You have all seen on the news how Hurricane Sandy has managed to push the presidential election to the sidelines for the moment, which is a big deal. This is a dominate story for good reason – as I write this, much of New York City is still without power, the NYC subway system is still not fully operating, and over 8 million homes are without electricity.
Most homes are expected to have electricity restored within 10 days. However, that will be devastating to any sales expected from those areas, because those consumers will not only be distracted by the immediate impact of the storm, but once power is restored, their priorities will be focused on restocking of daily essentials, not on buying new apparel or home furnishings from catalogs.
Thrown into the middle of all this havoc is the nationwide election next Tuesday. Most of you planned for the disruption of the election in your holiday circulation plans, but not the added distraction of the storm. This is uncharted territory.
Our best guess is that sales for the next two weeks nationwide, exclusive of the storm-impacted areas, could be below plan by 5% to 10%. In those areas immediately impacted by the storm (New York City and New Jersey), sales could be off by as much as 40% for the next 3 weeks.

Object detection data ▸

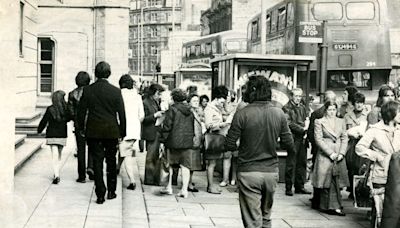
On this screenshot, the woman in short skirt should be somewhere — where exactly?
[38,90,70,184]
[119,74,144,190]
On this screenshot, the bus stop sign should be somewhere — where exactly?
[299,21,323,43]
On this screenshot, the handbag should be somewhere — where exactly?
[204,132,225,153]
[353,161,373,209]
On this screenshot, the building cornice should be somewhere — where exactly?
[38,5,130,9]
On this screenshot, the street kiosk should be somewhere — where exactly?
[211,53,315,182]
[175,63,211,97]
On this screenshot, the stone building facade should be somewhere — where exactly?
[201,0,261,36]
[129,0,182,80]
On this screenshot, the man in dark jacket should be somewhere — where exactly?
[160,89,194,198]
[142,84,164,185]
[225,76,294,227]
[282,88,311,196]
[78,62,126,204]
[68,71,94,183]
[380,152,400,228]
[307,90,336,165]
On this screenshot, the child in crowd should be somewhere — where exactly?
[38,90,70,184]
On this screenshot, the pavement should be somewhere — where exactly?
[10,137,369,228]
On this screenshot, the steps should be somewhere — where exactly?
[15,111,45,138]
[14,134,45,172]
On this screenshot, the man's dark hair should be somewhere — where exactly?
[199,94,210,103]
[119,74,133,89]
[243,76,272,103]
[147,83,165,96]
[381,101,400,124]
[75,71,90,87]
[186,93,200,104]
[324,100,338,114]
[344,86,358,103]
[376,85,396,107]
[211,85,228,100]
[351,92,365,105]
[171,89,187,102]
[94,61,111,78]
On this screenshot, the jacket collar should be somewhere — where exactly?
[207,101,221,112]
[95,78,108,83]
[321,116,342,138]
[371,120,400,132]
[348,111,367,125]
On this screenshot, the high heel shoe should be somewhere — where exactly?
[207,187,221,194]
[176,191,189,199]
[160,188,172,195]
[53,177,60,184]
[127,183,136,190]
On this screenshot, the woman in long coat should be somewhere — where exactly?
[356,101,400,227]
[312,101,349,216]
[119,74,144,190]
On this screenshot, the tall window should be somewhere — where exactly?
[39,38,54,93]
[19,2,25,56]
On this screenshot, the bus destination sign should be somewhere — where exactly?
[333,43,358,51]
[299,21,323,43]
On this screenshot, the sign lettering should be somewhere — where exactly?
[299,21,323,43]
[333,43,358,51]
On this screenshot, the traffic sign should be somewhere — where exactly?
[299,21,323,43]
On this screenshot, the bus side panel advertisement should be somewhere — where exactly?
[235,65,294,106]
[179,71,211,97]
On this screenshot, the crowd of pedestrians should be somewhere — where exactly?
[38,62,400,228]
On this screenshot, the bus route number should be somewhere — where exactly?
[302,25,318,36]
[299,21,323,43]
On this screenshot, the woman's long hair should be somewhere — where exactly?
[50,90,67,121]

DIRECTION ▸
Please quote the full passage on Hurricane Sandy's effect on catalog sales word for word. The items have nothing to do with the task.

COMPLETE RESPONSE ▸
You have all seen on the news how Hurricane Sandy has managed to push the presidential election to the sidelines for the moment, which is a big deal. This is a dominate story for good reason – as I write this, much of New York City is still without power, the NYC subway system is still not fully operating, and over 8 million homes are without electricity.
Most homes are expected to have electricity restored within 10 days. However, that will be devastating to any sales expected from those areas, because those consumers will not only be distracted by the immediate impact of the storm, but once power is restored, their priorities will be focused on restocking of daily essentials, not on buying new apparel or home furnishings from catalogs.
Thrown into the middle of all this havoc is the nationwide election next Tuesday. Most of you planned for the disruption of the election in your holiday circulation plans, but not the added distraction of the storm. This is uncharted territory.
Our best guess is that sales for the next two weeks nationwide, exclusive of the storm-impacted areas, could be below plan by 5% to 10%. In those areas immediately impacted by the storm (New York City and New Jersey), sales could be off by as much as 40% for the next 3 weeks.